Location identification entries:
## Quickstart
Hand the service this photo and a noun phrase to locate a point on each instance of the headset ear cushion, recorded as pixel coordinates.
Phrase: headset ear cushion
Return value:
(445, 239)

* _What is asked_
Swap "headset ear cushion" for "headphone ear pad" in the items and leave everything else the same.

* _Result for this task_
## Quickstart
Hand the service this photo and a noun phrase to locate a point on each instance of the headphone ear pad, recorded as pixel coordinates.
Phrase: headphone ear pad
Return value:
(445, 239)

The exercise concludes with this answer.